§ **Task statement**: Return every line of the records below that contains the string "bride".

§ **Material shown**:
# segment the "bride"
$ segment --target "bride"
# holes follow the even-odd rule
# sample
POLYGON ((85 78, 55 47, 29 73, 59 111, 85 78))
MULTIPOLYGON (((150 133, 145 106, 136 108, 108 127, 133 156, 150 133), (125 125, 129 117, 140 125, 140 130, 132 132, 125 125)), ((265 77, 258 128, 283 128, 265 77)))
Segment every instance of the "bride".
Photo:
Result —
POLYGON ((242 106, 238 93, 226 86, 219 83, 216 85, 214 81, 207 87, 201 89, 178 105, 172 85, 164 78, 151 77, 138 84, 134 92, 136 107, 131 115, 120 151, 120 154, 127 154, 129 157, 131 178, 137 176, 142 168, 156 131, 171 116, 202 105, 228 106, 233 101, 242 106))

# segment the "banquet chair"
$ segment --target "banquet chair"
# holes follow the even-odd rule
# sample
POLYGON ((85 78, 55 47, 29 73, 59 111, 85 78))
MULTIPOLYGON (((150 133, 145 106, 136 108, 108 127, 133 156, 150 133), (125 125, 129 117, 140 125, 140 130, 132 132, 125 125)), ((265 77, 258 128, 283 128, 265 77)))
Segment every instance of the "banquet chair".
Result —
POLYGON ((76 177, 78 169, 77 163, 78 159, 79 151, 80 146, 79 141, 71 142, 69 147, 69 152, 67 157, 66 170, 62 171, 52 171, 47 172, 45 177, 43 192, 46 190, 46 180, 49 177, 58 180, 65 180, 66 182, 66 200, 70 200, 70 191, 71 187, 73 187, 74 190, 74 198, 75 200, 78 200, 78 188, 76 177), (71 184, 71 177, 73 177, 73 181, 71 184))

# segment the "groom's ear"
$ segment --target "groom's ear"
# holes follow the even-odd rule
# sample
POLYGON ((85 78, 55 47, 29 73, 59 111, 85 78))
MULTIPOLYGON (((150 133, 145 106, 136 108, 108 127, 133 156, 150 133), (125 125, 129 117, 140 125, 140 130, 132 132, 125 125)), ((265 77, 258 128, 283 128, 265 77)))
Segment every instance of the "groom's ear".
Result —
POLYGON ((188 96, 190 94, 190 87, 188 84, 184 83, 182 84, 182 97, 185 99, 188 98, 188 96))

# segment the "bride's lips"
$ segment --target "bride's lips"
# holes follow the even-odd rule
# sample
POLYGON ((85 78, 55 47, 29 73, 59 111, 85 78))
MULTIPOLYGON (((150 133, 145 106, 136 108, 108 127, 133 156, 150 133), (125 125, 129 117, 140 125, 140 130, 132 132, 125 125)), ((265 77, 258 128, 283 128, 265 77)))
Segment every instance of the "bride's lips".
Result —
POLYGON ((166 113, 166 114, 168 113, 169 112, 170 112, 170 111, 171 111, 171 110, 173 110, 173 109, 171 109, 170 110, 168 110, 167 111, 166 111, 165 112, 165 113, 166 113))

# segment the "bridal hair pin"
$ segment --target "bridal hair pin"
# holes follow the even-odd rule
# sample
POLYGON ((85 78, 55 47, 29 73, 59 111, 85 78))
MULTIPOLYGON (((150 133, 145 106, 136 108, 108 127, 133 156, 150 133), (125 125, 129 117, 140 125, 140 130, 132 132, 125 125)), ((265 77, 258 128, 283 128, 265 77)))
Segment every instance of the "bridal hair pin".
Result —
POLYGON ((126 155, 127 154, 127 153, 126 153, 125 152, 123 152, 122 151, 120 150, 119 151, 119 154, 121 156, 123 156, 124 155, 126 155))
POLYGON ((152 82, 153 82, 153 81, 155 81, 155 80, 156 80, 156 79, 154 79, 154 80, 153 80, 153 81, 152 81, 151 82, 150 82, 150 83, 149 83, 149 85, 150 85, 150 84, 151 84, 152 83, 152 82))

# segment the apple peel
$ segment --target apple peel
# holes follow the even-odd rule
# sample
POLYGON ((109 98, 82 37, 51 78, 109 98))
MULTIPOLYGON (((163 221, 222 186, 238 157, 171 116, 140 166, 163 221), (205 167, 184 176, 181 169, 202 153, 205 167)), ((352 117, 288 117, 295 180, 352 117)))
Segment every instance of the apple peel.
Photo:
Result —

§ **Written solution**:
# segment the "bride"
$ segment --target "bride"
Segment every instance of the "bride".
# segment the "bride's lips"
$ segment --target "bride's lips"
Segment every instance of the "bride's lips".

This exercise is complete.